**STUDY MATERIAL**:
——————

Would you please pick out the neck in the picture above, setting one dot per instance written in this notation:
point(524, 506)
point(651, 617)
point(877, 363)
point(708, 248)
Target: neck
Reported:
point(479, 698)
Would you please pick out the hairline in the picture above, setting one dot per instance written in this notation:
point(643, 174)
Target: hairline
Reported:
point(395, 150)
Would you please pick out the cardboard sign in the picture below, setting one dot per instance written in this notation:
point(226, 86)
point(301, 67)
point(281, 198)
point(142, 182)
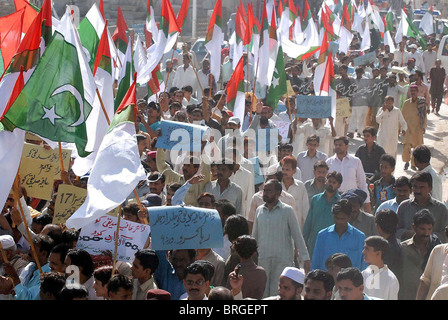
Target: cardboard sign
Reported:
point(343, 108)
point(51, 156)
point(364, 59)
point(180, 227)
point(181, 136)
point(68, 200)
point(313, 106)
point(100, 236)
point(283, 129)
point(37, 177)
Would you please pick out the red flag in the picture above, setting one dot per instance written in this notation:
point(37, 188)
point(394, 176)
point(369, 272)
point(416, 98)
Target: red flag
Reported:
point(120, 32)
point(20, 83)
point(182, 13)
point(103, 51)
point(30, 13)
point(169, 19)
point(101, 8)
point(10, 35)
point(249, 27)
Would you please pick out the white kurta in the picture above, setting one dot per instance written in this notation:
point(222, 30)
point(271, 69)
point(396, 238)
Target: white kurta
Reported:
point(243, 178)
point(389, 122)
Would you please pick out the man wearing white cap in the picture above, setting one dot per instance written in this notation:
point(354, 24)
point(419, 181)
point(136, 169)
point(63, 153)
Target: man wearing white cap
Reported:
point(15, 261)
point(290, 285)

——————

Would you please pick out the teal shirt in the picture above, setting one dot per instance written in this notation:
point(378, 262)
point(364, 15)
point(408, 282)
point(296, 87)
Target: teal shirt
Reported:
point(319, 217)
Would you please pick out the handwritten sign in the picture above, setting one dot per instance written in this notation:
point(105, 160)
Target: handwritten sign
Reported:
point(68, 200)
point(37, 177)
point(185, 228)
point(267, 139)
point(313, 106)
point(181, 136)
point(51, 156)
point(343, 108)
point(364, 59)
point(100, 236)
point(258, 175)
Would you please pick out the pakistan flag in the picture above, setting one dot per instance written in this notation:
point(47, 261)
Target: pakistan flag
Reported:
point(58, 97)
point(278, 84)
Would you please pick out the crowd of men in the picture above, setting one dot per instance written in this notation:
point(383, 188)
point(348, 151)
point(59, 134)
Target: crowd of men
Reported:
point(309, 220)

——————

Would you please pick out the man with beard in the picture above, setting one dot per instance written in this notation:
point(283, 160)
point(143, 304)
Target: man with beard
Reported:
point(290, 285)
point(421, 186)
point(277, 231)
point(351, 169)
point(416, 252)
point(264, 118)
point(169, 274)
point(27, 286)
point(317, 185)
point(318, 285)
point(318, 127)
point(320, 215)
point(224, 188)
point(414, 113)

——————

**WHAT NEEDS TO BE DONE**:
Repeat, without pictures, exactly the lines of the data above from the one containing "Would you please pick out the hairline" through the one containing "Target: red flag", including both and adding nothing.

**ANSWER**:
Would you please pick out the hairline in the picture above, setting one dot per instance written in this notation:
point(643, 174)
Target: hairline
Reported:
point(395, 150)
Would you please pick out the cardboard sign in the picture below, setting one dot per instance written in this notation:
point(226, 86)
point(301, 67)
point(281, 198)
point(142, 182)
Target: cardboard sign
Reported:
point(343, 108)
point(51, 156)
point(364, 59)
point(180, 227)
point(181, 136)
point(68, 200)
point(313, 106)
point(100, 236)
point(283, 129)
point(37, 177)
Would you please pick out the red flag in the picture above, setting one dot per instance written in this notation:
point(37, 188)
point(394, 176)
point(369, 272)
point(416, 98)
Target: red flag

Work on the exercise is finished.